Fragmento del texto »
★ ★ ★
Camino de la estación vi dos formas de amar. La de un perro que tuvo que madrugar para que su dueña, una mujer madura vestida para una boda, diera un relajante paseo y el de una pareja de ancianos que, agarraditos de la mano, quisieron saludar al sol perdonándose, en un saludable ejercicio de reconciliación, las respiraciones fuertes de unas horas antes, los ronquidos, ellos ya lo llaman así. Esta misma semana leía que Agustín Fernández Mallo calificaba el amor como un trabajo en la medida en que nos desvela, nos agota, nos consume. También que vivir en compañía, no necesariamente enamorados, alarga la vida.

En el tren una mujer y su hija pequeña mantenían una conversación en tres idiomas justo cuando las ovejas de un rebaño comenzaban a desperezarse para seguir con su ruta a la montaña. La pequeña pintaba un cuaderno de Disney y le preguntaba a su madre por los nombres de los personajes que aparecían representados. Lamentablemente, ella le respondía. Cuando nacimos todas las formas de nombrar estaban a nuestro alcance.

Pero no se equivoquen, la mayor parte de las parejas que se dirigían a Madrid en el tren de las 6:50 estaban constituidas por un asiento vacío y un solitario viajero, casado, tal vez, con un oficio digno o una pasión artística, guiado por un motivo más o menos decente para burlar el tedio y ganarse una suerte de “derecho a vacaciones” que orbita más en el ámbito de lo íntimo –es el alma el único que da y niega reposo–, que en el del derecho laboral.

En eso andaba yo también, ensayando, de paso, mi próxima partida como ensayé delante del espejo la primera excusa por no haber hecho los deberes, la primera mentira premeditada a mi madre o el primer beso a una chica, aunque este llegara años más tarde. Afirma el poema “Los rotos (con Anne Sexton)” de La policía celeste (XXX Premio Loewe) de Ben Clark que todas las divisiones son mentira salvo la que divide los cuerpos en dos grupos incomprensibles entre sí. Aquellos que se han roto y los que no. Como socio con lugar de honor de los primeros, yo también sigo sus ritos y, bueno, uno de nuestros ademanes consiste en ensayar las despedidas, volver la vista, como si de un tic se tratara, hacia la cabina del Paradiso, rogarle a Rick un “quédate”, antes de tomar el vuelo a Lisboa, el tren a Roma, el siguiente peldaño en la escalera.
★ ★ ★
Datos disponibles »
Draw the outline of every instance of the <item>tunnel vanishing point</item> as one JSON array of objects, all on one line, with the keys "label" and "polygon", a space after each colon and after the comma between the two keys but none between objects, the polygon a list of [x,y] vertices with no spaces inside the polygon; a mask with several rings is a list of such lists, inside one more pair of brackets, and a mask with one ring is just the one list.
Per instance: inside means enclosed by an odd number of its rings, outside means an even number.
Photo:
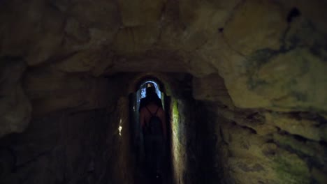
★ ★ ★
Tarea pendiente »
Responde sí o no a si cada afirmación concuerda con el fragmento y cita las palabras del texto que lo deciden: 1. La pareja de ancianos caminaba tomada de la mano. 2. La mayoría de quienes iban a Madrid en el tren de las 6:50 viajaban en pareja. 3. El poema citado forma parte de La policía celeste, de Ben Clark. Las líneas no hacen falta para resolver esto.

Resultado obtenido »
1. Sí: "agarraditos de la mano".
2. No: "la mayor parte de las parejas que se dirigían a Madrid en el tren de las 6:50 estaban constituidas por un asiento vacío y un solitario viajero".
3. Sí: "de La policía celeste (XXX Premio Loewe) de Ben Clark".